Problem details :: Repeat the data below exactly, dropping any pictures it holds.

(Excerpts from segmentation records)
○ ○ ○ ○

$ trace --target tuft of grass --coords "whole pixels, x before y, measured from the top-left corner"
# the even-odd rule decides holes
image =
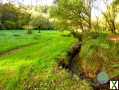
[[[103,33],[97,38],[88,37],[83,42],[79,61],[86,76],[95,79],[101,71],[108,72],[110,78],[119,75],[119,43],[109,41]],[[115,65],[116,68],[112,67]]]

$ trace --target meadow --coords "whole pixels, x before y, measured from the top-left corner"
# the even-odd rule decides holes
[[[86,81],[77,85],[69,73],[57,69],[58,58],[77,42],[67,34],[33,31],[28,35],[19,30],[0,31],[0,89],[70,90],[83,83],[88,86]]]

○ ○ ○ ○

Output below ::
$ trace --target tuft of grass --coords "whole pixels, x before y, measured from the top-left corner"
# the even-odd rule decides holes
image =
[[[103,33],[97,38],[88,37],[83,42],[79,61],[86,76],[95,79],[101,71],[108,72],[110,78],[119,75],[119,43],[109,41]],[[115,65],[116,68],[112,67]]]

$ trace --target meadow --coords "whole pixels, x before y, measured from the top-left corner"
# the even-odd rule decides holes
[[[86,81],[77,85],[69,73],[57,69],[58,58],[77,42],[67,34],[33,31],[28,35],[19,30],[0,31],[0,89],[70,90],[83,83],[88,86]]]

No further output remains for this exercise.